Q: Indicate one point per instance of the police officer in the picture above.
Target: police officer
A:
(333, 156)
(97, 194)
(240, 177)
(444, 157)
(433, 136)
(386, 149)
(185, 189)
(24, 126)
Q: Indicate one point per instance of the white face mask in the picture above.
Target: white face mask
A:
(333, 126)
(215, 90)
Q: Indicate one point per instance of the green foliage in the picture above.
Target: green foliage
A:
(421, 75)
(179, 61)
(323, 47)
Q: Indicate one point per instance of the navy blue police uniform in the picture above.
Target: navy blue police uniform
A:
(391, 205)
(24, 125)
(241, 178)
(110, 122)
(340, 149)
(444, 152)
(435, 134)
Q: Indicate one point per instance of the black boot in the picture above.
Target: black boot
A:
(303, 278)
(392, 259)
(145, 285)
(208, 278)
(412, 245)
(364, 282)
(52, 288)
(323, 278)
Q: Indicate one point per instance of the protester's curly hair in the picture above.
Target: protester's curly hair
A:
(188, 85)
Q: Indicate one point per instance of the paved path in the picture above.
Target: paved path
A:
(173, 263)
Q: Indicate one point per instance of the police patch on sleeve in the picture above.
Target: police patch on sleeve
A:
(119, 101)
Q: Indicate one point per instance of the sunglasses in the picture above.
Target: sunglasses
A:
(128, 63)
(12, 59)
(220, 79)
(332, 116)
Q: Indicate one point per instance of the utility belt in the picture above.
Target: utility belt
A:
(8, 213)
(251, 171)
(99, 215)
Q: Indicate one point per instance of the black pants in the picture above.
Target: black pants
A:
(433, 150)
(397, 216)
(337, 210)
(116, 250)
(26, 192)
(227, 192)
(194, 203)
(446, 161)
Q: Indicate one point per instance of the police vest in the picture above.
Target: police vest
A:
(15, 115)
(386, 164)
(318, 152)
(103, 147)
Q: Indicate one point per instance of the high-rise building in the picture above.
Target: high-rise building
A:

- - - - -

What you will do:
Each record above must be transcribed exactly, and none may be skipped.

Result for this exercise:
Q: Indicate one point per instance of the police officer in the picture above.
Target: police officer
A:
(333, 156)
(97, 194)
(240, 177)
(444, 157)
(433, 136)
(386, 149)
(185, 189)
(24, 126)
Q: Indicate one point per instance of the white face mask in the picture above.
Target: white face mask
A:
(333, 126)
(215, 90)
Q: Indicate one point per instance of the green foliage in the picture above.
Target: green foliage
A:
(421, 75)
(179, 61)
(323, 47)
Q: Indicate one point per instance of the navy blue police uniform in the picture above.
Target: navy blue police uniform
A:
(391, 205)
(24, 125)
(241, 178)
(110, 122)
(340, 149)
(444, 152)
(435, 134)
Q: Indicate one point per instance of the black boot in the picture above.
Target: black boot
A:
(303, 278)
(392, 259)
(145, 285)
(208, 278)
(412, 245)
(364, 282)
(52, 288)
(323, 278)
Q: Indicate one point per instance of the protester's curly hair in the picture above.
Target: protester's curly hair
A:
(188, 85)
Q: Indicate one point per instance of the paved path in the picture above.
Target: paved path
A:
(173, 263)
Q: Indicate one point per instance of the police patch on sleeve in the picture above.
Target: police patch on sleeve
A:
(119, 101)
Q: Indicate one point per instance of the sunglasses in the picture above.
Target: sunglasses
A:
(128, 63)
(12, 59)
(220, 79)
(332, 116)
Q: Indicate one point per instance of the utility belt in the picture above.
Target: utility belt
A:
(8, 213)
(251, 171)
(99, 215)
Q: Indicate one point per instance of the black pants in the picture above.
Target: black pants
A:
(433, 150)
(397, 216)
(337, 210)
(116, 250)
(26, 192)
(227, 192)
(194, 203)
(446, 161)
Q: Indicate one point per instance of the police vest in the picture above.
Target: police vest
A:
(15, 115)
(386, 164)
(318, 152)
(103, 147)
Q: Indicate one point per instance of the high-rise building in the picture above.
Target: high-rise building
A:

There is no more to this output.